## The problem
Rewrite every line of the rows below as a JSON list of strings, one string per line, leaving out the blank lines.

## Data extract
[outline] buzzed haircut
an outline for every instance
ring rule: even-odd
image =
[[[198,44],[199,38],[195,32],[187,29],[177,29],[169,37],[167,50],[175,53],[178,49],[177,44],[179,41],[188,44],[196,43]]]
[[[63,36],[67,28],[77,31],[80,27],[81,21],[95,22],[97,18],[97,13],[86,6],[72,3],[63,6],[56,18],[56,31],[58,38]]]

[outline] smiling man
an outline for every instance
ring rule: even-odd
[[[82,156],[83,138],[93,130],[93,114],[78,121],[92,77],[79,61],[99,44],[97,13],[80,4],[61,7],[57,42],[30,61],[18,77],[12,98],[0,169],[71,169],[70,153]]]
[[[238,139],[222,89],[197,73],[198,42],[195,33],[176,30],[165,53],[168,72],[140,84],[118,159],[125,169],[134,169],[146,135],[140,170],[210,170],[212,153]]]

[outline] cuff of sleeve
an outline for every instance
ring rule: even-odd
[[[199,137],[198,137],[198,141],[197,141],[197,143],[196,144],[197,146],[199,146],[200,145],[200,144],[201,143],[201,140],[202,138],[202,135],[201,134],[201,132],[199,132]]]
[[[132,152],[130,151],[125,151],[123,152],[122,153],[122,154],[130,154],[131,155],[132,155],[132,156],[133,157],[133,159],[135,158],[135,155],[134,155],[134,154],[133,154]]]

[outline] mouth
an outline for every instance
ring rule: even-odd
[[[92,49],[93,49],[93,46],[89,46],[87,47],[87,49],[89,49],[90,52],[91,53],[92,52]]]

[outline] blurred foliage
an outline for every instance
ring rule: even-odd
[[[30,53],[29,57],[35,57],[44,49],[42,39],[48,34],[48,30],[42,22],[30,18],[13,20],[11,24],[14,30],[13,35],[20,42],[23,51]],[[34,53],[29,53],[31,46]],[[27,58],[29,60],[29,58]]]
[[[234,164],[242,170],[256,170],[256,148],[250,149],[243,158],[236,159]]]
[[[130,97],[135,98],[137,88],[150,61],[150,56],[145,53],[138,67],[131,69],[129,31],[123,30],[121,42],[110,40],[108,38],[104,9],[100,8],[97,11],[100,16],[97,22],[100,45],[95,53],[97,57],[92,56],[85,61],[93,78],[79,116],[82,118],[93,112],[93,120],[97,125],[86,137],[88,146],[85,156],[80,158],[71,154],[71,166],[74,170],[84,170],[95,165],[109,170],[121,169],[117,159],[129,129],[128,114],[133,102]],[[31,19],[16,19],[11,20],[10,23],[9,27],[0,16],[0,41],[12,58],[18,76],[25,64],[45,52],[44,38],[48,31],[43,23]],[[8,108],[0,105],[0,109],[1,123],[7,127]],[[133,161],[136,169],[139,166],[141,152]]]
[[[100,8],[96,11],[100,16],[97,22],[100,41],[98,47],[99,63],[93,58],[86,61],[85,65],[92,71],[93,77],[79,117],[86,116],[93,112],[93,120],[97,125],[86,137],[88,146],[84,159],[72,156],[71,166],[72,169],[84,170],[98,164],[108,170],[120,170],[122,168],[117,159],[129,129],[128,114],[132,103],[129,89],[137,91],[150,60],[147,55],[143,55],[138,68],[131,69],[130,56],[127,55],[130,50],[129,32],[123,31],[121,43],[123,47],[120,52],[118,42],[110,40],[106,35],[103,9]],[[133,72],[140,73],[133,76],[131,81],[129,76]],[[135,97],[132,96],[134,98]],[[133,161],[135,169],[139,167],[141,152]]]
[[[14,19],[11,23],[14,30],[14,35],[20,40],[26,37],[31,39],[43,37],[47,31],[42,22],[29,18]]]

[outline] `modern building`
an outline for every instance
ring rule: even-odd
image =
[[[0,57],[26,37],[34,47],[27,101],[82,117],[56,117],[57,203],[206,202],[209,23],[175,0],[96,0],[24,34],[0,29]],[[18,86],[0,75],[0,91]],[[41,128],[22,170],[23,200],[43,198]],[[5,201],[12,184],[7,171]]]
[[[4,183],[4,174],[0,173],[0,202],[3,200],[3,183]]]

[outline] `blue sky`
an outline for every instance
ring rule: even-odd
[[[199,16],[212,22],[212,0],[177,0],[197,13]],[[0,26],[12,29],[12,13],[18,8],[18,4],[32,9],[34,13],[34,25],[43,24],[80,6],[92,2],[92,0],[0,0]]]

## Solved exercise
[
  "[outline] buzzed haircut",
  "an outline for every instance",
  "ring rule: even-odd",
  "image =",
  "[[[198,44],[199,38],[195,32],[187,29],[177,29],[169,37],[167,50],[175,53],[178,49],[177,44],[179,41],[188,44],[196,43]]]",
  "[[[63,36],[67,28],[77,31],[80,27],[81,21],[95,22],[97,18],[97,13],[86,6],[72,3],[63,6],[56,18],[56,31],[58,38]]]",
  "[outline] smiling man",
  "an outline for every instance",
  "ring rule: even-odd",
  "[[[82,156],[83,138],[93,130],[93,114],[78,121],[92,77],[79,61],[99,44],[97,13],[80,4],[61,7],[57,42],[30,61],[18,77],[12,98],[0,169],[71,169],[70,153]]]",
  "[[[238,139],[222,89],[197,73],[198,42],[195,33],[176,30],[165,53],[168,72],[140,84],[118,159],[125,169],[134,169],[146,135],[140,170],[210,170],[212,153]]]",
  "[outline] cuff of sleeve",
  "an outline for every instance",
  "ring rule: even-odd",
  "[[[199,137],[198,137],[198,141],[197,141],[197,143],[196,144],[197,146],[199,146],[200,145],[200,144],[201,143],[201,140],[202,138],[202,135],[201,134],[201,132],[199,132]]]",
  "[[[132,152],[130,151],[125,151],[123,152],[122,153],[122,154],[130,154],[131,155],[132,155],[132,156],[133,157],[133,159],[135,158],[135,155],[134,155],[134,154],[133,154]]]",
  "[outline] mouth",
  "an outline for every instance",
  "ring rule: even-odd",
  "[[[92,49],[93,49],[93,46],[89,46],[87,47],[87,49],[89,49],[90,52],[91,53],[92,52]]]",
  "[outline] blurred foliage",
  "an outline for every instance",
  "ring rule: even-odd",
  "[[[30,53],[29,57],[35,57],[44,49],[42,39],[48,34],[48,30],[42,22],[30,18],[13,20],[11,24],[14,30],[13,35],[20,42],[23,51]],[[34,53],[29,53],[31,46]],[[27,58],[29,60],[29,58]]]",
  "[[[234,164],[242,170],[256,170],[256,148],[250,149],[243,158],[236,159]]]",
  "[[[130,97],[135,98],[137,88],[150,61],[150,56],[145,53],[138,67],[131,69],[129,31],[123,30],[121,42],[110,40],[108,38],[104,9],[100,8],[97,11],[100,16],[97,22],[100,45],[95,53],[97,57],[92,56],[85,61],[93,78],[79,116],[82,118],[93,112],[93,120],[97,125],[86,137],[88,146],[85,156],[80,158],[71,154],[71,166],[74,170],[84,170],[95,165],[109,170],[121,169],[117,159],[129,129],[128,114],[133,102]],[[31,19],[16,19],[11,20],[10,23],[9,27],[0,16],[0,41],[12,58],[18,76],[25,64],[45,52],[44,38],[48,31],[43,23]],[[8,108],[0,105],[0,109],[1,123],[7,127]],[[133,161],[136,169],[139,166],[141,152]]]",
  "[[[100,8],[96,11],[100,16],[97,22],[100,41],[98,47],[99,63],[93,58],[86,61],[85,65],[92,71],[93,77],[79,117],[86,116],[93,112],[93,120],[97,125],[86,137],[88,146],[84,159],[72,156],[71,166],[72,169],[84,170],[98,164],[108,170],[120,170],[122,168],[117,159],[129,129],[128,114],[132,103],[129,89],[137,91],[150,60],[147,55],[143,55],[138,68],[131,69],[130,56],[127,55],[130,50],[129,32],[123,31],[121,43],[123,47],[120,52],[118,42],[110,40],[106,35],[103,9]],[[133,72],[140,73],[133,76],[131,81],[129,76]],[[135,97],[132,96],[134,98]],[[133,161],[135,169],[139,167],[141,152]]]",
  "[[[14,19],[11,23],[14,30],[14,35],[20,40],[26,37],[31,39],[43,37],[47,31],[42,22],[29,18]]]",
  "[outline] `modern building`",
  "an outline for every instance",
  "ring rule: even-odd",
  "image =",
  "[[[0,57],[26,37],[34,47],[27,101],[82,117],[56,117],[57,203],[206,202],[209,23],[175,0],[96,0],[24,34],[0,29]],[[18,86],[0,75],[0,91]],[[41,128],[22,170],[23,200],[43,198]],[[5,201],[12,184],[7,171]]]",
  "[[[4,183],[4,174],[0,173],[0,202],[3,200],[3,183]]]",
  "[outline] `blue sky`",
  "an outline for every instance",
  "ring rule: even-odd",
  "[[[199,16],[212,22],[212,0],[177,0],[197,13]],[[0,26],[12,29],[12,13],[18,8],[18,4],[32,9],[34,13],[34,25],[43,24],[80,6],[92,2],[92,0],[0,0]]]"
]